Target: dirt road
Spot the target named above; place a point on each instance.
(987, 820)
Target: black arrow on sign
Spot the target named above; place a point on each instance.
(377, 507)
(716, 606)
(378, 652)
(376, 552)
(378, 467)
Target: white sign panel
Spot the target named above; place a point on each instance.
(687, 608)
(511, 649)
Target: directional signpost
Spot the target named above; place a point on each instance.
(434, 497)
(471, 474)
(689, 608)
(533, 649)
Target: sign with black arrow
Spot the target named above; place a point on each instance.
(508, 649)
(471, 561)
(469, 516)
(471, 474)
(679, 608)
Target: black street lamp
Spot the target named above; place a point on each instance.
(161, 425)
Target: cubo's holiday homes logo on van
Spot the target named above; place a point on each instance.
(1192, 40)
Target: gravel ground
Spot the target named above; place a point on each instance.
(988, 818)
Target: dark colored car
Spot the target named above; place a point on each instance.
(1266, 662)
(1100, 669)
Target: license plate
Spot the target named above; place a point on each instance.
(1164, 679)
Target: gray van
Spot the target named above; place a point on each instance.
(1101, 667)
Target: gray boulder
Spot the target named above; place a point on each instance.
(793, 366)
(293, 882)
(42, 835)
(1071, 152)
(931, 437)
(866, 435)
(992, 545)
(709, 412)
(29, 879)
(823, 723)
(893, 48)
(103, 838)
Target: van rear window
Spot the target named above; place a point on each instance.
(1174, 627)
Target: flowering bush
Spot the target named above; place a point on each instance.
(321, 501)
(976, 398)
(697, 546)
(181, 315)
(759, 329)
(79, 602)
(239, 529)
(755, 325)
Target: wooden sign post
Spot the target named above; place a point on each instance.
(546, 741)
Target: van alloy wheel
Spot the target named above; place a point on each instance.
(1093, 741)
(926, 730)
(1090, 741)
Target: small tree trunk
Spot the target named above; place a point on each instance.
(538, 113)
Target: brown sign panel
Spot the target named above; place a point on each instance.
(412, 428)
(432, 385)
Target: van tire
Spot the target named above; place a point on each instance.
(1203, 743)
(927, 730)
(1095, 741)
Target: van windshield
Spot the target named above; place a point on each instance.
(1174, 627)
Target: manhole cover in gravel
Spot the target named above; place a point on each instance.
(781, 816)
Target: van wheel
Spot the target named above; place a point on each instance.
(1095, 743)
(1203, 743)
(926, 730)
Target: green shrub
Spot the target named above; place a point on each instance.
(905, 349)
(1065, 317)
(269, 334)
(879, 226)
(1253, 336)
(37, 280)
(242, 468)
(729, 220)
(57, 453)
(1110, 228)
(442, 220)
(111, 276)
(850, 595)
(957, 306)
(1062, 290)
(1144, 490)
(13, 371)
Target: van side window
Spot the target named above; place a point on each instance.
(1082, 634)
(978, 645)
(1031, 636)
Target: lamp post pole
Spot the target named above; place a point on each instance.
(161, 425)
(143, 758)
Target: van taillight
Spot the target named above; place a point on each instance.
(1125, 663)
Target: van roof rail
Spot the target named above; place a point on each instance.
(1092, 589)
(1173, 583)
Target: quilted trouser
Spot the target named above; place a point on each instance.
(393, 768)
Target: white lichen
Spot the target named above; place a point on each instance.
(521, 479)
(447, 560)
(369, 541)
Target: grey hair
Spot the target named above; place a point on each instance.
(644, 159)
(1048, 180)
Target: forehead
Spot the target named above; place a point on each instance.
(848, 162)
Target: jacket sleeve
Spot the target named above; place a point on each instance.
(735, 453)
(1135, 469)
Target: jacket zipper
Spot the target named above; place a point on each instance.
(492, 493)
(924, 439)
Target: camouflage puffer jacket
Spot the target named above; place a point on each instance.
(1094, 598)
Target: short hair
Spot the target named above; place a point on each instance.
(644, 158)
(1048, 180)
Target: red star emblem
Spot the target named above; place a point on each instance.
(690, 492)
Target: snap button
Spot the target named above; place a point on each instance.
+ + +
Substitute "mark a point" for "place a point" wherever it occurs in the material above, and reproduce every line with no other changes.

Task result
Target: dirt road
Spot the target named above; mark a point on each instance.
(987, 820)
Target: black arrow on sign
Spot the target named above; mark a point on each instance.
(377, 507)
(716, 606)
(378, 652)
(376, 552)
(378, 467)
Target: white sign panel
Spot the target named above; mark a point on each instance.
(687, 608)
(511, 649)
Target: directional signpost
Spot the target named above; mark a point on each instance.
(434, 497)
(471, 474)
(689, 608)
(533, 649)
Target: sign with black arrow
Spot the target named above; mark a point on each instance.
(508, 649)
(471, 561)
(469, 516)
(471, 474)
(679, 608)
Target: black street lamp
Spot the target named above; mark a point on each instance.
(161, 425)
Target: cubo's holiday homes logo on van
Spot the target named above; mark a point on each instance.
(1192, 40)
Target: gravel ground
Spot the target named above; mark a point on each instance.
(988, 818)
Target: dark colored car
Spot the target named above; mark a point on each instance.
(1266, 662)
(1100, 669)
Target: license plate
Spot the target named above; mark a point on each instance.
(1164, 679)
Target: gray van
Spot the target named above; mark a point on each instance.
(1101, 667)
Target: gray boulder
Spot the target named above; mark a point on each instance.
(793, 366)
(293, 882)
(42, 835)
(1071, 152)
(931, 437)
(866, 435)
(992, 545)
(709, 412)
(29, 879)
(823, 723)
(893, 48)
(103, 838)
Target: van rear window
Spot the target named above; mark a point on each instance.
(1174, 627)
Target: flowering bush
Spot the target named above; mark a point on each instance.
(321, 501)
(976, 398)
(697, 546)
(181, 315)
(759, 329)
(79, 602)
(239, 529)
(755, 325)
Target: wooden sign post
Spot the target named above; mark a point on each instance.
(546, 741)
Target: van alloy wheel
Spot the target named above; mark a point on each instance.
(1093, 741)
(926, 730)
(1090, 741)
Target: small tree trunk
Spot the target named above; mark a point on each instance.
(538, 113)
Target: brown sign panel
Spot the target named above; mark a point on each instance.
(412, 428)
(432, 385)
Target: van tire
Spot the target named above; mark a point on each instance.
(1203, 743)
(927, 730)
(1095, 741)
Target: van windshield
Spot the target named above; mark a point on each instance.
(1174, 627)
Target: manhole cover in gravel
Spot the target named above; mark a point on each instance.
(781, 816)
Target: van wheel
Spot the target named above; mark a point on each instance.
(1095, 743)
(1203, 743)
(926, 730)
Target: green shrub
Spot the target named above; mark a point on each instance.
(905, 349)
(1065, 317)
(269, 334)
(879, 226)
(1253, 336)
(37, 280)
(242, 468)
(729, 220)
(57, 453)
(1110, 228)
(442, 220)
(111, 276)
(850, 595)
(957, 306)
(1062, 290)
(1144, 490)
(13, 371)
Target: van side window
Spot the target named above; mark a point on each instance.
(1082, 634)
(978, 645)
(1031, 636)
Target: lamp post pole
Spot the target named above; mark a point on each instance.
(161, 425)
(143, 758)
Target: van taillight
Spot the target named above; mark a point on each instance.
(1125, 663)
Target: van roof rail
Spot the target named above; mark a point on each instance.
(1092, 589)
(1173, 583)
Target: quilted trouser
Spot the target named above; mark a point on each instance.
(393, 768)
Target: white lichen
Spot the target named above; mark a point on each instance.
(521, 479)
(447, 560)
(369, 541)
Target: grey hair
Spot the target named above; mark a point on each instance.
(644, 159)
(1048, 180)
Target: forehead
Spot the target named above; mark a point on each instance.
(848, 162)
Target: jacket sleeve
Spot the target named above; mark a point on each instance.
(735, 453)
(1135, 469)
Target: jacket zipper
Spot the target named above; mark a point on each instance.
(492, 493)
(924, 439)
Target: camouflage puffer jacket
Spot the target named above; mark a point on each instance.
(1094, 598)
Target: short hair
Spot the target named above; mark a point on each instance.
(644, 158)
(1048, 180)
Target: red star emblem
Spot the target named above; mark a point on each instance.
(690, 492)
Target: snap button
Spot the target named above; mark a point on each instance.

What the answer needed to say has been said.